━━ PROVIDED TEXT

Certain restrictions apply to withdrawals of amounts from the Plan while a participant continues to be employed by the Company.
Vesting
Participants are at all times 100% vested in the value of their voluntary contributions, their rollover contributions, and the Company’s profit sharing contributions and all earnings thereon. A participant vests 50% in employer contributions other than profit sharing contributions after one year of service and 50% in the second year of service (as defined by the Plan), and are 100% vested upon retirement (at normal retirement age), permanent disability or death.
Administrative Expenses
The compensation or fees of accountants, counsel and other specialists and any other costs of administering the Plan or the trust are paid by the Company or charged to the trust at the discretion of the Company. Administrative expenses that are not paid by the Company are paid by the Plan's administrative budget, which is derived from payments received by the Plan's trustee for administrative services related to various mutual funds and investment trusts offered in the Plan that exceed the negotiated fee between the Company and the trustee. The Plan allocates any excess of the Plan's administrative budget to participants. As a result, included in other income in the statement of changes in net assets available for Plan benefits is $1,677,000 of other income relating to reimbursement of fees that exceed the negotiated fee between the Company and the trustee, less $609,000 of administrative expenses, resulting in other income of $1,068,000 for the year ended December 31, 2017. During the year ended December 31, 2017, $990,000 of the excess of the Plan’s administrative budget was allocated to participants of the Plan.
WESTERN DIGITAL CORPORATION 401(k) PLAN
NOTES TO FINANCIAL STATEMENTS — (Continued)
Profit Sharing Feature
All eligible employees of the Company who are employed on the last day of the Company’s fiscal year are eligible to participate in the Plan’s profit sharing feature. The amount of profit sharing paid to participants, which is granted at the discretion of the Company, is dependent upon their eligible compensation earned during the fiscal year. If approved, each eligible participant’s allocation of the Company’s profit sharing contribution is deposited into an individual profit sharing account established under the Plan. During the year ended December 31, 2017, the Company made no profit sharing contributions to the Plan.

━━━━
━━ DATA FOR REVIEW

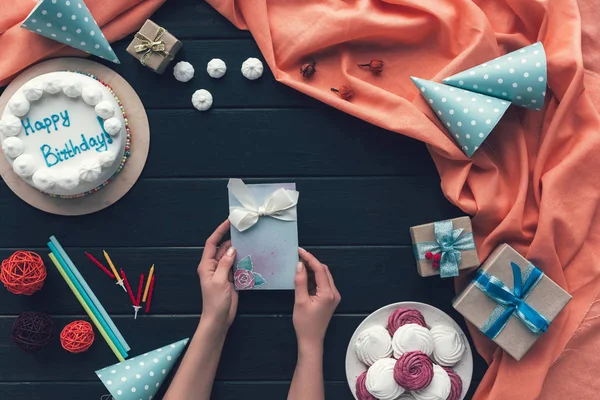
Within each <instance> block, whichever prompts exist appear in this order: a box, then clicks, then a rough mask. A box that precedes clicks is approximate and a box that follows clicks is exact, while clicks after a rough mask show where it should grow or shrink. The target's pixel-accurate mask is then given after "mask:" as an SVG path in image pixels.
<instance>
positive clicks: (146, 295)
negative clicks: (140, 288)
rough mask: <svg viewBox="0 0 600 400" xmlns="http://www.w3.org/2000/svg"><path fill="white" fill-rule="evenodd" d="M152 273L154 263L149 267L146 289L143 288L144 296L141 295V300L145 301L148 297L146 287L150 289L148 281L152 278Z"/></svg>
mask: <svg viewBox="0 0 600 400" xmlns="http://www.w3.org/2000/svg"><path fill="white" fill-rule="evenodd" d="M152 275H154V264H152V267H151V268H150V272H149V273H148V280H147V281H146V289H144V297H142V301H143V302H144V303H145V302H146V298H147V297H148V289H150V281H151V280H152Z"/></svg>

━━━━
━━ DATA FOR REVIEW

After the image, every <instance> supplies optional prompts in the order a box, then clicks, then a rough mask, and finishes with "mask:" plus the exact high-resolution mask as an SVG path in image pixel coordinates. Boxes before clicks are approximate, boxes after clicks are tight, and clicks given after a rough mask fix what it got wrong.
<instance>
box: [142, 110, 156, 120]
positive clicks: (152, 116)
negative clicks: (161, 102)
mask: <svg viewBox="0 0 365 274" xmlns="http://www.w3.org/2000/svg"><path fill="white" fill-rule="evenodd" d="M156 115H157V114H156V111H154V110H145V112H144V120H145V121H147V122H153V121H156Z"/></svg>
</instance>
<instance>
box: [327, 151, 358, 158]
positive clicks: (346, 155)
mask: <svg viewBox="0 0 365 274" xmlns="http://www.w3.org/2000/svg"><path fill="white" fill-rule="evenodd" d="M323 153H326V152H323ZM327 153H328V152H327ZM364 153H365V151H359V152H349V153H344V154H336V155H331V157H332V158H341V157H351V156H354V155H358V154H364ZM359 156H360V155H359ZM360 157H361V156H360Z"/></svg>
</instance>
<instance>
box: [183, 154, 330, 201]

━━━━
━━ DATA FOR REVIEW

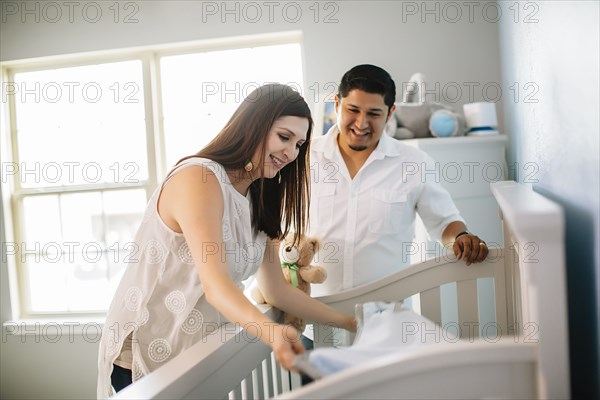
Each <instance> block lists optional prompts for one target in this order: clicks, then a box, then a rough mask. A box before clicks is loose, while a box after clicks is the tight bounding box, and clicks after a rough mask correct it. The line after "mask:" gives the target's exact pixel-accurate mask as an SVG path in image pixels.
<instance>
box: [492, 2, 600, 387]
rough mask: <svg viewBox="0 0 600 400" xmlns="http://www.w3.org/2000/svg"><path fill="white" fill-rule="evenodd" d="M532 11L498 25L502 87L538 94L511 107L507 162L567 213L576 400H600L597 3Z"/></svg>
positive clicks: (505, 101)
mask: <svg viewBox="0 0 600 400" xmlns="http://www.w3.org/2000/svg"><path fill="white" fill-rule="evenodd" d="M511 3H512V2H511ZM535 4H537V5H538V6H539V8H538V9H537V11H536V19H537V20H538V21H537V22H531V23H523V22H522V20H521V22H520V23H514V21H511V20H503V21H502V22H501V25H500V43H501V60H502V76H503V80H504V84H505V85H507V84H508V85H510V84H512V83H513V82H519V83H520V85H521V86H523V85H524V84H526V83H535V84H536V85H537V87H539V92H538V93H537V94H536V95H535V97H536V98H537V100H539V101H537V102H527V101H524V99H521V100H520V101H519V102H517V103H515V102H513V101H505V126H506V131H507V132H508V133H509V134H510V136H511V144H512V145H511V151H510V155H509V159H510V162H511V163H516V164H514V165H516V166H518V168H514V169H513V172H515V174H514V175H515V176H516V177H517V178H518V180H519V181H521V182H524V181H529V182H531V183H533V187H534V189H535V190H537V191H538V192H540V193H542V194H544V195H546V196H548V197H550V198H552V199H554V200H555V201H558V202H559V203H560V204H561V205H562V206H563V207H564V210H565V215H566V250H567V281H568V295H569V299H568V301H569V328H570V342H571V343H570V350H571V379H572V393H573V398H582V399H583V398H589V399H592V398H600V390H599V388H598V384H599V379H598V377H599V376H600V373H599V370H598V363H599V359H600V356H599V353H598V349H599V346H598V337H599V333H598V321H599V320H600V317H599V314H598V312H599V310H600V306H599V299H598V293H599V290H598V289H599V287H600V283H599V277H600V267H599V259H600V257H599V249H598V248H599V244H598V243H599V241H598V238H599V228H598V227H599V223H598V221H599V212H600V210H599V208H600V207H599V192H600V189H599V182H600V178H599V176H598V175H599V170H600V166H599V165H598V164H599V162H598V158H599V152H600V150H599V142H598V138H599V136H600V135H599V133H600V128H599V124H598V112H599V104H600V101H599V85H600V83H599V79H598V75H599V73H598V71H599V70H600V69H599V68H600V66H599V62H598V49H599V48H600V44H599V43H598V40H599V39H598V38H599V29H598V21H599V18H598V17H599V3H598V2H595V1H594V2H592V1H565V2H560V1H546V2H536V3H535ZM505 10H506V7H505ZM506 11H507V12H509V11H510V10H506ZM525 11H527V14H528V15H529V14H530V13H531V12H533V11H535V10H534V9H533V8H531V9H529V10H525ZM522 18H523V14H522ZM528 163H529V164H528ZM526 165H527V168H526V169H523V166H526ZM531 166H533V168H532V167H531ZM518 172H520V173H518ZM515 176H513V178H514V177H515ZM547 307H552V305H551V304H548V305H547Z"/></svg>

━━━━

→ EXERCISE:
Summarize the 401(k) plan notes in three sentences. The data were taken from a source unrelated to the plan notes.

→ EXERCISE ANSWER:
Participants are always fully vested in their voluntary and rollover contributions, the Company's profit sharing contributions, and all earnings on them, and they become fully vested in other employer contributions upon normal retirement, permanent disability, or death. Administrative costs are paid by the Company or charged to the trust at its discretion, and any remaining expenses come from an administrative budget funded by trustee payments that exceed the negotiated fee; in 2017 this resulted in $1,068,000 of other income, and $990,000 of the excess budget was allocated to participants. Eligible employees who are employed on the last day of the fiscal year may receive discretionary profit sharing based on their eligible compensation, but the Company made no profit sharing contributions to the Plan in 2017.